PROVIDED PASSAGE:
Sorry about not seeing your reply yesterday, HN is not as helpful as Reddit so I...

simondanisch · on July 16, 2018

On Julia 0.7, the broadcast kernel will look much more like this (and actually the version used in CuArrays/CLArrays currently also doesn't use those macros):

https://github.com/jrevels/MixedModeBroadcastAD.jl/blob/mast...

let I = @cuda_index(shape)

    @inbounds dest[I] = bc[I]

end

There are several things to point out here:

1) The macro @cuda_index doesn't really need to be a macro, but like this it's the shortest way to check the index and return when out of range (in CUDA/OpenCL you often need to schedule a loop with more iterations than you need).

2) the `dest[I] = bc[I]` does all the unzipping of arguments and dispatch to the correct fast getindex for a certain layout of dest/bc via the type system + tuples of the arguments (not using C-style varargs). This simple function makes it possible to get all the advantages of julia's lazy fused broadcasting to work.

Feel free to checkout this great blog article to see what's possible with the new lazy broadcasting:

https://julialang.org/blog/2018/05/extensible-broadcast-fusi...

WHAT TO WORK ON:
A – In the rows below, from the first row through the line that contains "Outlines of the dark", swap "dark tile floor" for "gray stone floor" and leave everything else as it is.
B – Carry on the forum comment about Julia's broadcast kernel on the GPU from the point where it stops.

ROWS:

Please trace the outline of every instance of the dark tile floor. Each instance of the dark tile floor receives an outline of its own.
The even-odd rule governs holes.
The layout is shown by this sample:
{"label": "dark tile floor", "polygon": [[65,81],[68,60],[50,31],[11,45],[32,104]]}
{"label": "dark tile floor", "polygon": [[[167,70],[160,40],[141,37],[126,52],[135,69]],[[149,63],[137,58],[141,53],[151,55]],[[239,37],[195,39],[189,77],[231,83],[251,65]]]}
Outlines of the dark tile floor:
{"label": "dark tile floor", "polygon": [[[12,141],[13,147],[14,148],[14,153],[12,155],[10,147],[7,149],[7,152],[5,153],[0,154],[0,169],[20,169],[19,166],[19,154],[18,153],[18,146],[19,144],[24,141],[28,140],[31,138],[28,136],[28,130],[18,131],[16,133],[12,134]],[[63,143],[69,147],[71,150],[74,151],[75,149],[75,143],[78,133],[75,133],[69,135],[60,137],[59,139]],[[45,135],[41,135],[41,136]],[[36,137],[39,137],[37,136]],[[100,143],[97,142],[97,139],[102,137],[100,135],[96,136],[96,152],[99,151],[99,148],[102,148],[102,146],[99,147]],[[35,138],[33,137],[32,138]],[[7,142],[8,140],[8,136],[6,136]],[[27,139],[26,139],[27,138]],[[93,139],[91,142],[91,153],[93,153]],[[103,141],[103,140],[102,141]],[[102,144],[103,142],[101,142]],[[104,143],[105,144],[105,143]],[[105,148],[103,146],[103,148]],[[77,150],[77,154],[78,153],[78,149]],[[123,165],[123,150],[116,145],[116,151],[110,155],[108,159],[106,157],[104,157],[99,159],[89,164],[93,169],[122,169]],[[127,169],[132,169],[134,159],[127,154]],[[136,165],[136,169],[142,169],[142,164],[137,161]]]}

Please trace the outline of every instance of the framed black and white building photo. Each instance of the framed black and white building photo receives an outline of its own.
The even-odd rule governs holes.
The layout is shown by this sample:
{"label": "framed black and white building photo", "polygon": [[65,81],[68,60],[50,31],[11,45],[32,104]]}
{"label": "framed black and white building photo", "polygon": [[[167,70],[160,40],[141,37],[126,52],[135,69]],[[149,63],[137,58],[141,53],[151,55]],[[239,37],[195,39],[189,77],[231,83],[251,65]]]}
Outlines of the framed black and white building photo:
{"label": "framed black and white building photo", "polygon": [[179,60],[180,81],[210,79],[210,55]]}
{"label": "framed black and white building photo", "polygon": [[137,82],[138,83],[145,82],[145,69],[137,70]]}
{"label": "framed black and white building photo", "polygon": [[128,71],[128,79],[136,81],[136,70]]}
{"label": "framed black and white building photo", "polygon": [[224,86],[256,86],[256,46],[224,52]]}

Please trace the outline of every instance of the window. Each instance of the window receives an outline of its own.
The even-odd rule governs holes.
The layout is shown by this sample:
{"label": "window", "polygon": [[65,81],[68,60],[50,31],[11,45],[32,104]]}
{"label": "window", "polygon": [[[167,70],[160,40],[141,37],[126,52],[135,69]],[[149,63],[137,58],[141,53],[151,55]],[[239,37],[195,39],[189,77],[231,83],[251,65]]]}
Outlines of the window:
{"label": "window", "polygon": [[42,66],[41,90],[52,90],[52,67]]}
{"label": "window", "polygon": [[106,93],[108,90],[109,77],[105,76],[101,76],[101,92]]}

WRITTEN ANSWERS:
A –
Please trace the outline of every instance of the gray stone floor. Each instance of the gray stone floor receives an outline of its own.
The even-odd rule governs holes.
The layout is shown by this sample:
{"label": "gray stone floor", "polygon": [[65,81],[68,60],[50,31],[11,45],[32,104]]}
{"label": "gray stone floor", "polygon": [[[167,70],[160,40],[141,37],[126,52],[135,69]],[[149,63],[137,58],[141,53],[151,55]],[[239,37],[195,39],[189,77],[231,83],[251,65]]]}
Outlines of the gray stone floor:

B –
You can also look directly at the broadcasting code in Julia Base, which is already a bit bloated to deal with lots of edge cases, but is still pretty readable in parts:

https://github.com/JuliaLang/julia/blob/master/base/broadcas...

abstractcontrol · on July 17, 2018

I like how the broadcasting comes out in the end in Julia. Besides that Julia has quite many niceties that I could only wish Spiral had and I do think that they matter significantly even if they are not vital. This is definitely praiseworthy work.

Since I haven't done so and I really should have, if you or anyone else still looking at this thread are curious how GPU programming without macros looks like then take a peek at this:

https://github.com/mrakgr/The-Spiral-Language/blob/3a94ca644...

Comparing Spiral and Julia code that has been linked so far, I feel that no one would ever guess without knowing ahead of time that Spiral is a static language and Julia dynamic based on these examples.

As an example of this in action, here is how layer normalization is implemented using the 'seq_broadcast' kernel which does a sequence of reductions and broadcasts in registers. It is also used to implement softmax for example.

https://github.com/mrakgr/The-Spiral-Language/blob/3a94ca644...

simondanisch · on July 17, 2018

>GPU programming without macros looks like then take a peek at this:

I'm not sure if you missed my examples, or if there is some other missunderstanding going on ;)

GPU code in Julia works 100% without macros, but you are free to use them, so people do ;) Also, you can pretty much write the gpu kernels like pseydo code, not sure how much simpler it can get.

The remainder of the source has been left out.